**Work to complete:**
Below are records; extract exactly the lines from the one containing "drawn like (212,635)." through the last, both included, and keep the pictures out.

**Stored rows:**
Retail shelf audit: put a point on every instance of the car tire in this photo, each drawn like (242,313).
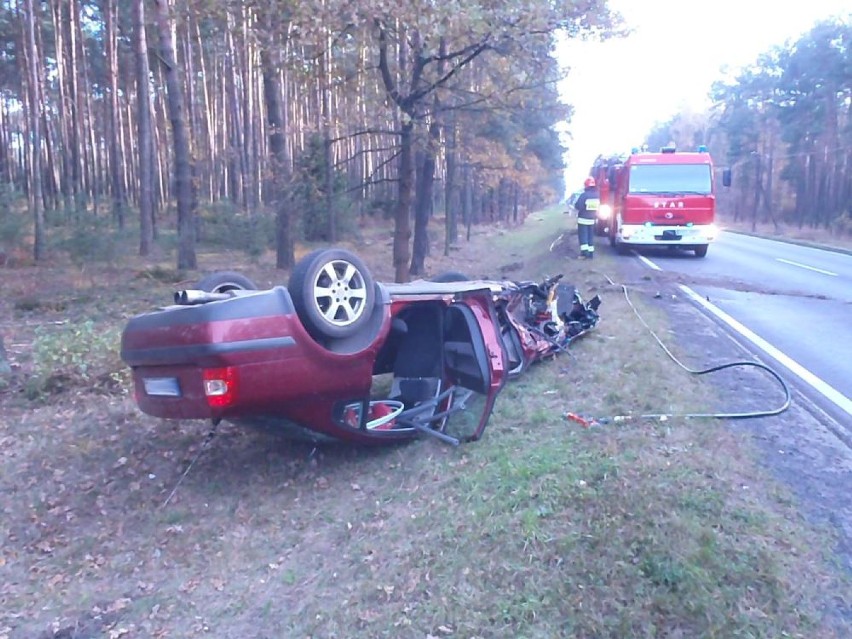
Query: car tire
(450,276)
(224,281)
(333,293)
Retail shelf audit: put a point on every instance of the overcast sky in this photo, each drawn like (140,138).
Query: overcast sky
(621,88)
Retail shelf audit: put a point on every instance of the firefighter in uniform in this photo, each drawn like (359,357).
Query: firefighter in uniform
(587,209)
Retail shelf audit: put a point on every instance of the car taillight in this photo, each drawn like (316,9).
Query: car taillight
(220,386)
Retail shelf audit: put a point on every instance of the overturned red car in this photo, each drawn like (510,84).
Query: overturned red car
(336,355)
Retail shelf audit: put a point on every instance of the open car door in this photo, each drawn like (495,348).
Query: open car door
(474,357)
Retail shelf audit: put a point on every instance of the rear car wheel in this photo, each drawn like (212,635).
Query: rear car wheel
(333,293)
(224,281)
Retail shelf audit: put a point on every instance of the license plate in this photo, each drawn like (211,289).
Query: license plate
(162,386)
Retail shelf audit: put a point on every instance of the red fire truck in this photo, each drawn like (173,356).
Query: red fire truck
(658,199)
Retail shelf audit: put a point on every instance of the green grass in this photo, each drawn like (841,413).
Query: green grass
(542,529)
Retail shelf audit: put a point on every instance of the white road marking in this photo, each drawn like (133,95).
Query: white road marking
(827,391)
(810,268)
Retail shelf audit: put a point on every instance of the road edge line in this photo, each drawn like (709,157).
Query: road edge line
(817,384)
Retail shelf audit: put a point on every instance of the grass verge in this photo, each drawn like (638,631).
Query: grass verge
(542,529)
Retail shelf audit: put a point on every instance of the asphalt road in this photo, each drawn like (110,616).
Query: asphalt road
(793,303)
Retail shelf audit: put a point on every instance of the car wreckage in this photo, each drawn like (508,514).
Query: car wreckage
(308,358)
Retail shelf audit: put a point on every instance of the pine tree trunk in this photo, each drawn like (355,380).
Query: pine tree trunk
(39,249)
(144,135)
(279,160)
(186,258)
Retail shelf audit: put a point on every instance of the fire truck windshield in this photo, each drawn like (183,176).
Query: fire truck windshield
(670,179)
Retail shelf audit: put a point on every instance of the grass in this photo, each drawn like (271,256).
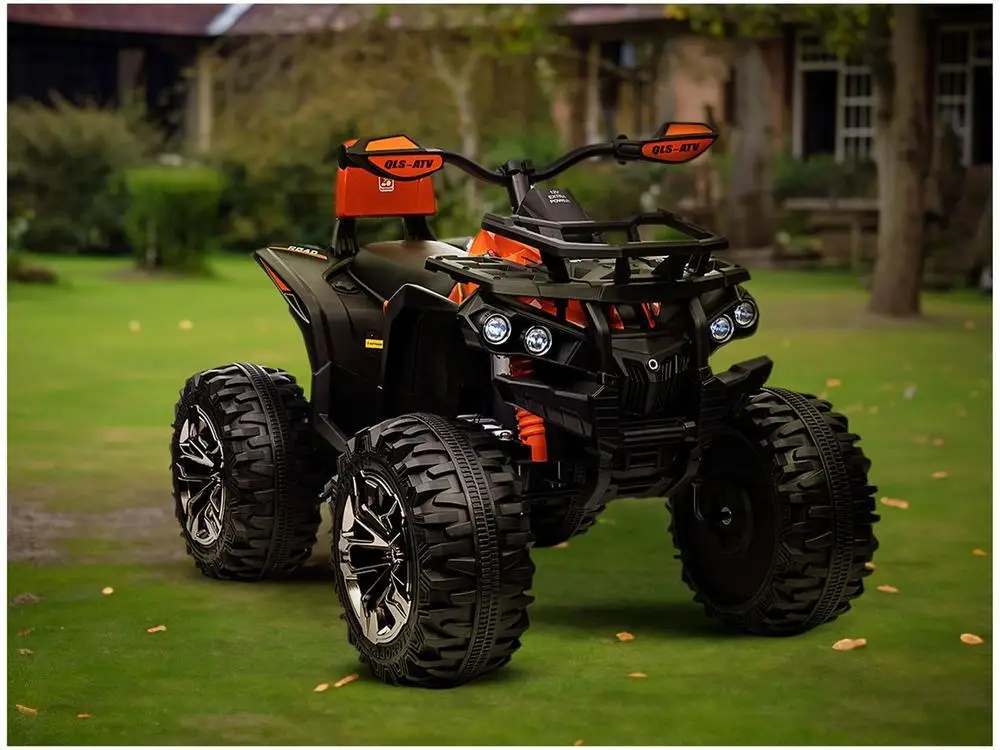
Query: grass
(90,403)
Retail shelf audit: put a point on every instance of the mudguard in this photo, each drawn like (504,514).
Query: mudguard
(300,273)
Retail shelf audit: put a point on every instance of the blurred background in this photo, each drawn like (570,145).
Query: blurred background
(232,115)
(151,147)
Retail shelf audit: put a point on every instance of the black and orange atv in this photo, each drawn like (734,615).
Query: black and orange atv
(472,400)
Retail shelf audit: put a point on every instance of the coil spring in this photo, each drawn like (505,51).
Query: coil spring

**The result:**
Retail shelf audit: put a point on every instance of the rear car wheel in this photo, each drawn like (212,635).
Query: rear car wheel
(333,293)
(224,281)
Retail shelf audit: put a point on every instance of the license plate in this photo, each drawn like (211,289).
Query: license plate
(162,386)
Retail shelf audit: put a point on every instance of the red fire truck in this photo, each drawn like (173,356).
Query: red fire truck
(658,199)
Retail shelf audit: put a point on every instance of the green grass in this photo, each drawn like (841,413).
Query: green grass
(542,529)
Retail shelf audit: put a point on every instance of the white road marking in this photo, each drawn like (133,95).
Query: white road marking
(827,391)
(810,268)
Retail shelf audit: put a point on every instance of the road edge line in this photo, each drawn like (709,157).
Query: road edge line
(817,384)
Retail shelf audit: put a point on every instance of the grass verge in this photo, each drawn like (638,631).
Query: grass verge
(542,529)
Retail shelf audit: put a point on every instance of the asphalt road in this photo, each drawn like (110,616).
Query: asphalt road
(793,303)
Retail shelf audit: put a point on every instance of the car wreckage in this photo, each drawn like (508,514).
Query: car wreckage
(308,358)
Retail shelf audit: put a point on every instance of the pine tree trunk in this photo, each drawn like (355,380).
Query: pine tree trunk
(39,249)
(144,135)
(279,160)
(186,258)
Retail shelf audit: put a point on every instance of the fire truck windshield in this photo, each drawn like (183,176).
Query: fire truck windshield
(670,179)
Retail shelf audit: put a point on every instance of the grass in this photo, each drawn like (271,256).
Query: grass
(90,403)
Retail shelf audit: put a point on every instance of the mudguard in this photo, each drawn like (504,514).
Query: mudguard
(300,273)
Retail shelf audit: put a point on every instance of the blurred background in this photo, each drawn like (570,145).
Query: blurred background
(232,115)
(151,147)
Retail shelf audit: put a point on every instance of the black and orange atv in this photo, each drawn like (734,615).
Query: black and orange atv
(472,400)
Retail shelf audit: put a point on every instance of the coil spring in this photo, each drawn like (505,51).
Query: coil spring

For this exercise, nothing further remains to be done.